====== Source passage

Risks in this experiment were few in number and not notably harmful. The pendulum itself would be swinging at waist height, making it impossible to be hit in the head with the bob and basic intuition would also tell the person conducting it not to stand in the way of the weight. Apart from this there is no observable safety hazard, except dropping the relatively light weight onto your foot. This is unlikely but still possible so the experiment was conducted with enclosed shoes on to prevent injury in that area.
Validity and Reliability
To ensure validity and reliability certain precautionary steps should be taken. I would make sure the drop height, angle and force are all constant throughout the experiment. If the chord was showing signs of stress, it may need to be changed at some point, so the length does not change by stretching slightly. Each weight increment will also be completed 3 times to ensure the results are consistent and fair.

============

To be done ▸
a) Summarize the source passage on the pendulum experiment in two sentences.
b) According to the source passage, at what height would the pendulum be swinging?
Base your work solely on the source passage above.

====== Recorded data

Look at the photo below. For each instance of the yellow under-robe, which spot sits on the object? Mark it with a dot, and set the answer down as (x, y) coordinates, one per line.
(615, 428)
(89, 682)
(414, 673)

============

Responses to the exercise ▸
a) The experiment carried few risks and none notably harmful, because the pendulum swung at waist height and the only remaining hazard was dropping the relatively light weight onto a foot, so enclosed shoes were worn. To ensure validity and reliability, the drop height, angle and force would be kept constant, and each weight increment would be completed three times.

b) At waist height.